== Trecho fornecido ==
*****
Além do alcance visual – descrevendo o Boeing E-3D da Força Aérea do Chile
Por Sérgio Santana*
No início deste ano foi noticiado neste link que a Força Aérea do Chile havia adquirido três aeronaves Boeing E-3D Sentry, anteriormente operadas pela Força Aérea Real do Reino Unido, a célebre RAF, Royal Air Force.
Entretanto, aquelas três aeronaves de um modelo reconhecidamente associado às missões de alerta antecipado e controle aerotransportado, não são as primeiras do seu tipo operadas pela “Fuerza Aerea de Chile”, já que a capacidade de AEW&C chegou à América Latina exatamente em quatro de maio de 1995, na figura do sistema israelense PHALCON (iniciais em inglês para “sistema de radar de arranjo em fase na Banda L adaptado à forma externa da aeronave), a bordo do “Fuerza Aerea de Chile 904”, um dos três Boeing 707-385C – modelo da série 120C – anteriormente operacionais com a empresa Lan Chile.
*****
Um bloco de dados
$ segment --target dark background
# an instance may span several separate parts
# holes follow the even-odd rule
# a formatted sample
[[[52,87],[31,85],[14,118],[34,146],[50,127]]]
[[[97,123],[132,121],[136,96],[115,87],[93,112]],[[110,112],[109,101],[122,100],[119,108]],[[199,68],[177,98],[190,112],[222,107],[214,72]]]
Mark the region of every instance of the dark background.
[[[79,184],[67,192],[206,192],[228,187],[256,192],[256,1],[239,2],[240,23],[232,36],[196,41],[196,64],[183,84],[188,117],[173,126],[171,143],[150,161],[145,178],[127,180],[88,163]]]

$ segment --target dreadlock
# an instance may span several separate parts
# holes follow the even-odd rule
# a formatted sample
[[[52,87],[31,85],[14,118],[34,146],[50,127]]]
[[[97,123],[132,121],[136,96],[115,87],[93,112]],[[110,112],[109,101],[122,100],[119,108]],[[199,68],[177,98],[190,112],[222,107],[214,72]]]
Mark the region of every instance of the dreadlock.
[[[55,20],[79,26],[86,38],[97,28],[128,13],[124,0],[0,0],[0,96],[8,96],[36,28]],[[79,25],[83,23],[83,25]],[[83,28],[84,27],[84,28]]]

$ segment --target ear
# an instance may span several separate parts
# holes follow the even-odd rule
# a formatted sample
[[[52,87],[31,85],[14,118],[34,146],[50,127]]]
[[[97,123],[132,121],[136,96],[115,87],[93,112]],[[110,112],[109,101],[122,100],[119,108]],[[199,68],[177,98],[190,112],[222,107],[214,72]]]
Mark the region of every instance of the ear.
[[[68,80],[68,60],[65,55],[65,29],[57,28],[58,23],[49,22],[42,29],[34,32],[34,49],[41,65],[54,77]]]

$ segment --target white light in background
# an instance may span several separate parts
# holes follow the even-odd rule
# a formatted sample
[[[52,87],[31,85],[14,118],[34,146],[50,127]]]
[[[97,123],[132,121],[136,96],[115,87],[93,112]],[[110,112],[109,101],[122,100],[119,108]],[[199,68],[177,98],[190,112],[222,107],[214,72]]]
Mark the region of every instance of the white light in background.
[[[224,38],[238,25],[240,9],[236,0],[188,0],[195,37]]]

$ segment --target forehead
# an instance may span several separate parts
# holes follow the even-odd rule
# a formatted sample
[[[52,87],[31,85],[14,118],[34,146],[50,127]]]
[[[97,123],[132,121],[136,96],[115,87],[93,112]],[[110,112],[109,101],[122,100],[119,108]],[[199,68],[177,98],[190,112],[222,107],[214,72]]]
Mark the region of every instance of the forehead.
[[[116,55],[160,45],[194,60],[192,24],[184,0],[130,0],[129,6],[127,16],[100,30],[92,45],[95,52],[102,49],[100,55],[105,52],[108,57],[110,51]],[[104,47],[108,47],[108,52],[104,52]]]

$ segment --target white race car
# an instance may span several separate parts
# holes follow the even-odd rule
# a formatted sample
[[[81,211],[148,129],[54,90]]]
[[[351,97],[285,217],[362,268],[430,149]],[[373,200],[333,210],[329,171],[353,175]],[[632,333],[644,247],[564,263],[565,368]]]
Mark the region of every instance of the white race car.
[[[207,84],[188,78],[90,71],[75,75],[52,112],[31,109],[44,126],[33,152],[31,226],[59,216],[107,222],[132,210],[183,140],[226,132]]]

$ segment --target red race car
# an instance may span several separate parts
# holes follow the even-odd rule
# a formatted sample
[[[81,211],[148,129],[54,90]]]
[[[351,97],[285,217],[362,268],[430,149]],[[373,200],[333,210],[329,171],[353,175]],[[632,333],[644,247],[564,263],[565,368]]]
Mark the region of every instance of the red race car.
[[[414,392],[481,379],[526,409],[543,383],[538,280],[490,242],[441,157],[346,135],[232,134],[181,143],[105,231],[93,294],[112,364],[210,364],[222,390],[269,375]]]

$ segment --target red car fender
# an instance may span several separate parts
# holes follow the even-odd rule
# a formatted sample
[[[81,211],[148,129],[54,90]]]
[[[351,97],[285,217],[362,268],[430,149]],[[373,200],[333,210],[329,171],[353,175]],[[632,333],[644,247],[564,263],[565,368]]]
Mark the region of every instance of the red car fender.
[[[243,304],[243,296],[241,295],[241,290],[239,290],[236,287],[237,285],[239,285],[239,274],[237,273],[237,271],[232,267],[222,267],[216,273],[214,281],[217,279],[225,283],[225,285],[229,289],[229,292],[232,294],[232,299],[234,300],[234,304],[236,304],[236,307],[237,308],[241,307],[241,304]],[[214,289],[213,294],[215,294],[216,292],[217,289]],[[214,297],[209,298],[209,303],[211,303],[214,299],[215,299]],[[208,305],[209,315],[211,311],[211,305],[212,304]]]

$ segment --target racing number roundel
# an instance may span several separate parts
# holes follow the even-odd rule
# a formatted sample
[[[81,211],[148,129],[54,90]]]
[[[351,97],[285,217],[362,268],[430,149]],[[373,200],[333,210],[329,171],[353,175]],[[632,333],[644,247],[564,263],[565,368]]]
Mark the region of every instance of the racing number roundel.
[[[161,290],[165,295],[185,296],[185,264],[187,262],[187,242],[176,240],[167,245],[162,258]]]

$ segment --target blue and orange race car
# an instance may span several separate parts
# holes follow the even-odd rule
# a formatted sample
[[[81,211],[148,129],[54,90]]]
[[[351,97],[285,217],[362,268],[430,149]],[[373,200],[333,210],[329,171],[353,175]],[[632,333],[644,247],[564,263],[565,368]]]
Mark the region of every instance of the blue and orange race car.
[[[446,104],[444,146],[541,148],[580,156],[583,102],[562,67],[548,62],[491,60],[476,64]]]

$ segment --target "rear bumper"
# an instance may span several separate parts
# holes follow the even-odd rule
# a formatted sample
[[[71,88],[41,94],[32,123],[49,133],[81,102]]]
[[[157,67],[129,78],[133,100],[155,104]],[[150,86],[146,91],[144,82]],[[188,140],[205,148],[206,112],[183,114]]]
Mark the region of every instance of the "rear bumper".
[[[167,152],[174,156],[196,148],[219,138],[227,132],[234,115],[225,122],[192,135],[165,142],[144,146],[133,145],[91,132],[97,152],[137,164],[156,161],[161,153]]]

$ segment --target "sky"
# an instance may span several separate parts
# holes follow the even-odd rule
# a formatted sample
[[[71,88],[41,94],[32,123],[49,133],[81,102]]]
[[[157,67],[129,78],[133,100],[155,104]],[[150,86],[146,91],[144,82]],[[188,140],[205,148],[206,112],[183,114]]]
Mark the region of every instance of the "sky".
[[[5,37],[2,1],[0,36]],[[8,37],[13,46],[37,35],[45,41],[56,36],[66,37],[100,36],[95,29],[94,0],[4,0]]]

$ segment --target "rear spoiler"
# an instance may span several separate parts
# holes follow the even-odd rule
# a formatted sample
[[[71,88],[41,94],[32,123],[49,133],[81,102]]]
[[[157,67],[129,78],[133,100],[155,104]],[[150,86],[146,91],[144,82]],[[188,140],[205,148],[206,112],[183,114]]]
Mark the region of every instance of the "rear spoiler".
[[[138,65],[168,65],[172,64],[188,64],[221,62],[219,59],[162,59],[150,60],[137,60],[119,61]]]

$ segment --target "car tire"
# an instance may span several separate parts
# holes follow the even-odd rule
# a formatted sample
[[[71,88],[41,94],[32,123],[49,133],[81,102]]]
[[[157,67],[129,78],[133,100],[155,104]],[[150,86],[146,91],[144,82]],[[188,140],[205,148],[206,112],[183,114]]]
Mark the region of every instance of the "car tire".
*****
== Exercícios a resolver ==
1. Liste, por favor, todos os operadores de aeronaves citados no trecho sobre o E-3D chileno.
2. Responda com base no trecho sobre o E-3D chileno:
(a) Quantas aeronaves Boeing E-3D Sentry a Força Aérea do Chile adquiriu?
(b) Em que data a capacidade de AEW&C chegou à América Latina?
(c) De que país é o sistema PHALCON?
3. Dê continuidade ao trecho sobre o E-3D chileno a partir da última frase apresentada.
As entradas não têm nenhum papel nesta atividade.

== Respostas aos exercícios ==
1.
Força Aérea do Chile
Força Aérea Real do Reino Unido (RAF)
Lan Chile

2.
(a) Três.
(b) Em 4 de maio de 1995.
(c) De Israel.

3.
A aeronave havia partido para Israel com vistas a ser equipada para a nova missão quatro anos antes, período durante o qual ostentou a matrícula “4X-JYI” e apresentou-se na edição de 1993 do Salão Aeroespacial francês de Le Bourget. No âmbito da arma aérea chilena, a aeronave é oficialmente designada “Cóndor”, a imponente ave de rapina que com sua enorme envergadura sobrevoa as elevadas formações da Cordilheira do Andes.
Breve descrição técnica do “Cóndor”
Ao contrário da filosofia de emprego comum às aeronaves AEW&C (equipamentos de detecção instalados em radomes rotativos sobre a fuselagem) que por sua característica operacional deixam uma área sem cobertura radar durante poucos segundos a cada vez que completam seu ciclo de varredura mecânica, o principal componente do sistema PHALCON/Cóndor é o radar EL/M-2075, cujo princípio de funcionamento é a varredura eletrônica, proporcionando vigilância constante.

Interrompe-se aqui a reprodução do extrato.